*Prompt 1*
In the listing, rewrite the lines starting at the one containing "Target: leaf surface" and ending at the one containing "(1017, 690)" as a JSON list of strings, one string per line, with blank lines omitted. Leave the pictures out of the answer.

*Given passage*
## START
They each (and this is the average lone shooter profile) lived out of the loop, fantasizing, contemplating their violence, convinced of their own untapped greatness, consumed by perceived grievances, determined to wreak vengeance, believing they were acting out of principle. They visualized vile Jews, iniquitous politicians, their degenerate classmates, conceiving of each as reasons for their loneliness and their misery; they saw conspiracies ordered exactly against their person.
Their bloody ire falls as it may, without any reference at all to party affiliation: the do not act for Democrats, nor Republicans, or enslaved person. Nor do they think of the consequences that may fall on others by what they do. The first man killed by John Brown at Harper’s Ferry was a freed black man, an irony Brown could not grasp.
## END
*Provided records*
## START
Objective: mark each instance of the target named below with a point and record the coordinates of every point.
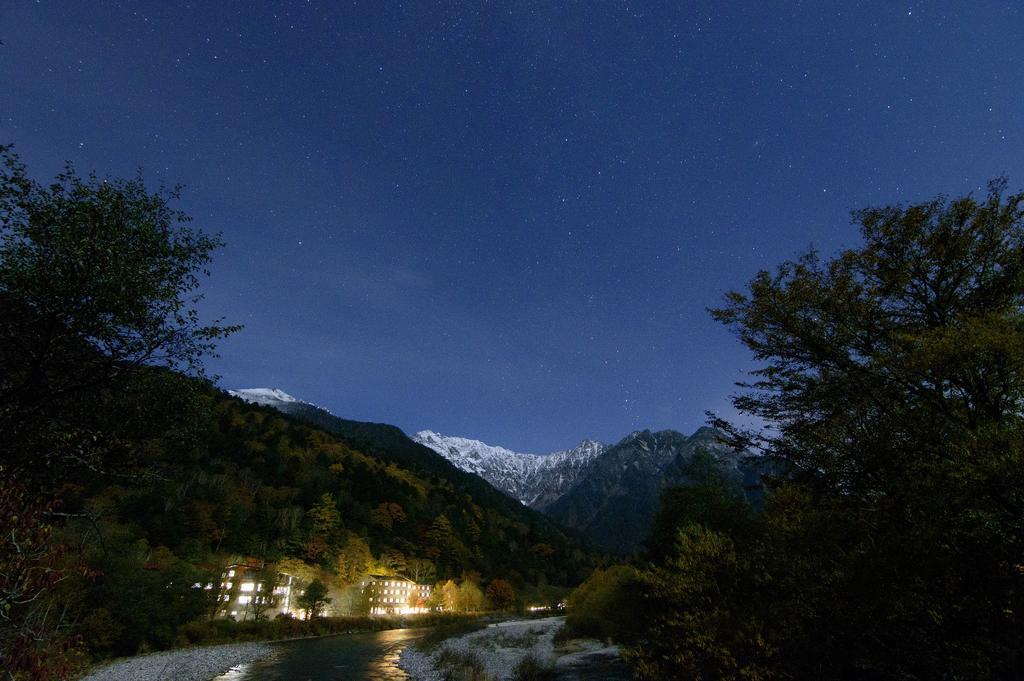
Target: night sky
(506, 220)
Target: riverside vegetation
(891, 545)
(127, 477)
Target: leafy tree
(325, 522)
(421, 570)
(605, 605)
(313, 599)
(353, 559)
(470, 598)
(708, 501)
(97, 284)
(501, 594)
(891, 381)
(33, 644)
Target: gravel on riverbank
(200, 664)
(501, 646)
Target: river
(374, 656)
(371, 656)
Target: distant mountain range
(535, 480)
(609, 493)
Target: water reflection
(351, 657)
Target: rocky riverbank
(200, 664)
(499, 649)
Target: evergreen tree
(892, 381)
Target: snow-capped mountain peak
(265, 396)
(534, 479)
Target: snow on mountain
(264, 396)
(535, 479)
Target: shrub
(531, 669)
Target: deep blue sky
(506, 220)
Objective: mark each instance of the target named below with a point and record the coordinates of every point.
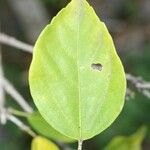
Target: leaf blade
(65, 66)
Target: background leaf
(43, 128)
(74, 97)
(132, 142)
(40, 143)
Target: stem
(18, 113)
(80, 142)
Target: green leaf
(132, 142)
(40, 143)
(76, 78)
(43, 128)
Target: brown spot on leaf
(97, 66)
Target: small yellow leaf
(40, 143)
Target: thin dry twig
(140, 84)
(11, 41)
(20, 124)
(2, 94)
(10, 89)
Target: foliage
(76, 78)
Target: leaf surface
(76, 78)
(43, 128)
(40, 143)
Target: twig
(2, 94)
(20, 124)
(11, 41)
(80, 142)
(140, 84)
(10, 89)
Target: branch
(11, 41)
(140, 84)
(18, 122)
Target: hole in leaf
(97, 66)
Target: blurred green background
(129, 24)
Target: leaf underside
(76, 78)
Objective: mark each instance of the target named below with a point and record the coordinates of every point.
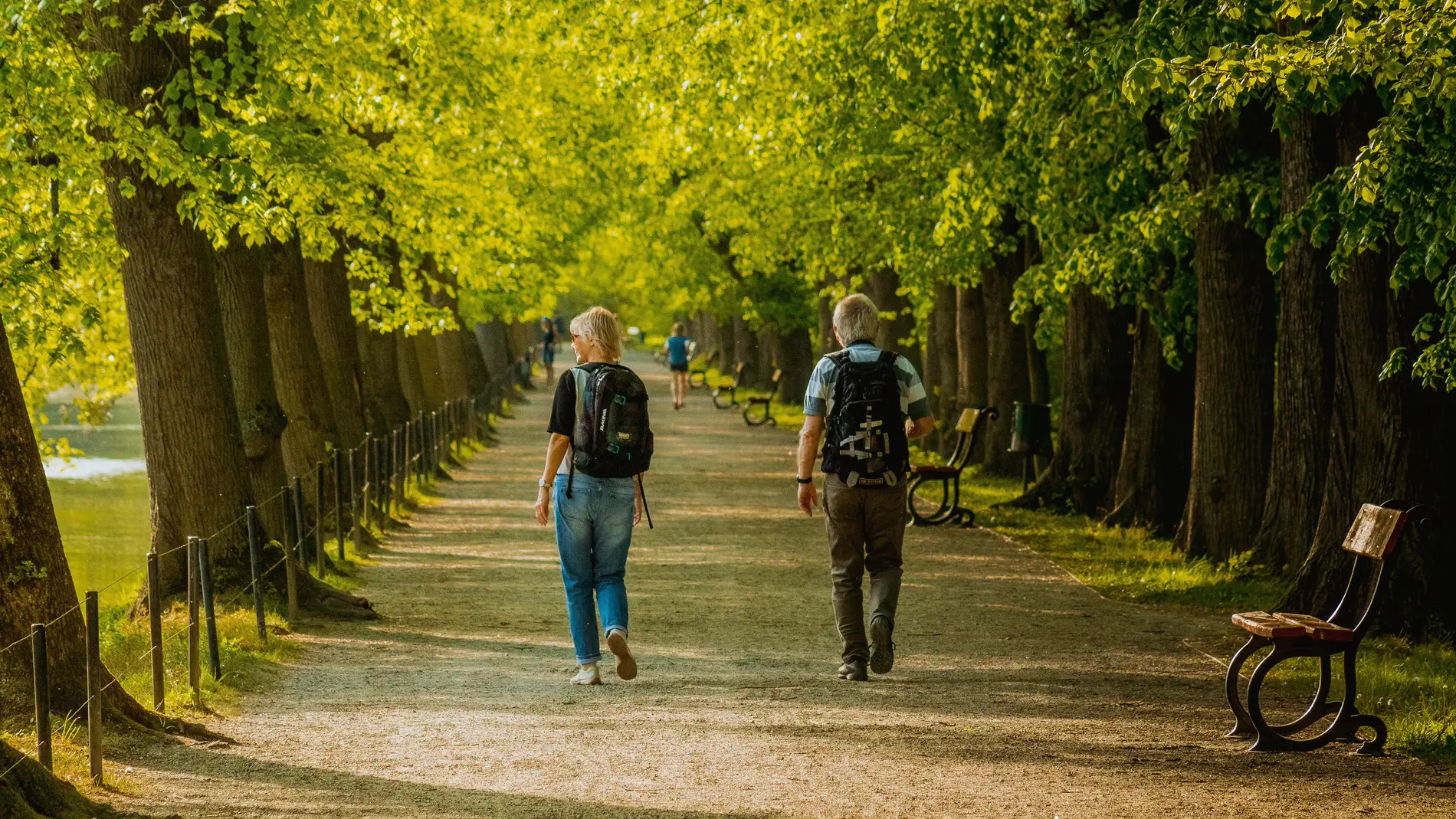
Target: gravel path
(1017, 690)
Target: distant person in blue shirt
(548, 346)
(679, 351)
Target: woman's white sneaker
(618, 642)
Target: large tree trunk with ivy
(1006, 377)
(297, 367)
(334, 332)
(1095, 375)
(1235, 372)
(249, 359)
(1152, 472)
(1305, 378)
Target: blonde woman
(679, 351)
(595, 513)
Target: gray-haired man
(873, 403)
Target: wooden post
(318, 516)
(255, 560)
(159, 680)
(290, 555)
(93, 673)
(43, 694)
(338, 503)
(194, 654)
(205, 562)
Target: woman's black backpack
(865, 440)
(612, 437)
## END
*Prompt 2*
Extend the passage on lone shooters from the point where it stops.

*Task output 1*
[
  "Target: leaf surface",
  "(76, 78)",
  "(43, 128)",
  "(40, 143)",
  "Target: twig",
  "(2, 94)",
  "(20, 124)",
  "(11, 41)",
  "(80, 142)",
  "(140, 84)",
  "(10, 89)",
  "Target: branch",
  "(11, 41)",
  "(140, 84)",
  "(18, 122)",
  "Target: hole in leaf",
  "(97, 66)",
  "Target: blurred green background",
  "(129, 24)",
  "Target: leaf underside",
  "(76, 78)",
  "Objective: mark each instance of the target named below with a point and record the coordinates of every point.",
  "Target: gravel path",
  "(1017, 690)"
]

*Task output 2*
The only referent was anger toward at what upset them beyond the capacity of their own rationality. These killers were deeply broken individuals. They spent their hoarded cache of evil indiscriminately. Had the price of milk aroused them, they would have been shooting at milk trucks and assassinating state fair dairy queens. There is something in here about the mystery of evil, the reality of sin permeating human life.
But people who seek left or right partisan advantage in the actions of profoundly disturbed persons are entirely predictable, and little more than pitiful for compounding the sin of one and projecting responsibility upon another.